━━ Page excerpt ━━
# First time taking a bite



## Shane Gokey (Jan 13, 2011)

I will admit, I was terrified at first. Once I did it I didn't want to stop 
Hopefully I will be able to decoy more often and learn different techniques
Enjoy!

http://www.youtube.com/watch?v=1swJpHBZAKs


----------



## Nicole Lit (Jan 21, 2009)

Good for you! You did look at little freaked at first ;-) but you sure looked like you had a good time at it. 

The first time I ever took a bite with a sleeve when I joined our SchH club I have to admit it was pretty intimidating. It IS addicting though...


----------



## Bob Scott (Mar 30, 2006)

Looks like you had a great time.....but quit that dance thing or they'll be putting the dogs on you without the suit! :lol: :wink:


----------



## Joby Becker (Dec 13, 2009)

Bob Scott said:


> Looks like you had a great time.....but quit that dance thing or they'll be putting the dogs on you without the suit! :lol: :wink:


my thoughts exactly :mrgreen:


----------



## Mike Scheiber (Feb 17, 2008)

Yeah well ya gave the suite/pillow a try now its time to "Shout With The Devil"l and put on a Schutzhund arm and look the DEVIL in the eye.


----------



## Alison Grubb (Nov 18, 2009)
━━━
● What you need to do
In the forum thread about a first bite, what does Mike Scheiber say to put on next? Please answer in a few words. The material after this point is separate from the thread.
━━ Provided data ━━
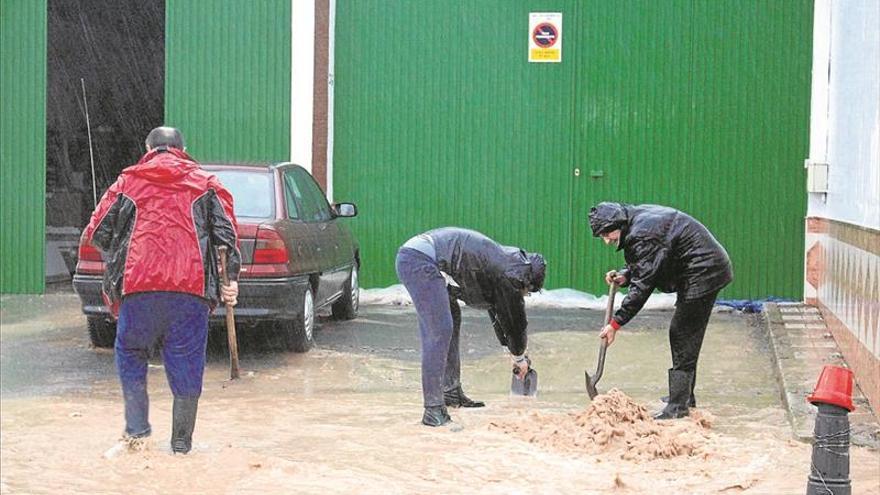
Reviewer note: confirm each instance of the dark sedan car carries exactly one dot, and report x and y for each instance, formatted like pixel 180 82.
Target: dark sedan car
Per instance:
━━━
● Complete response
A Schutzhund arm.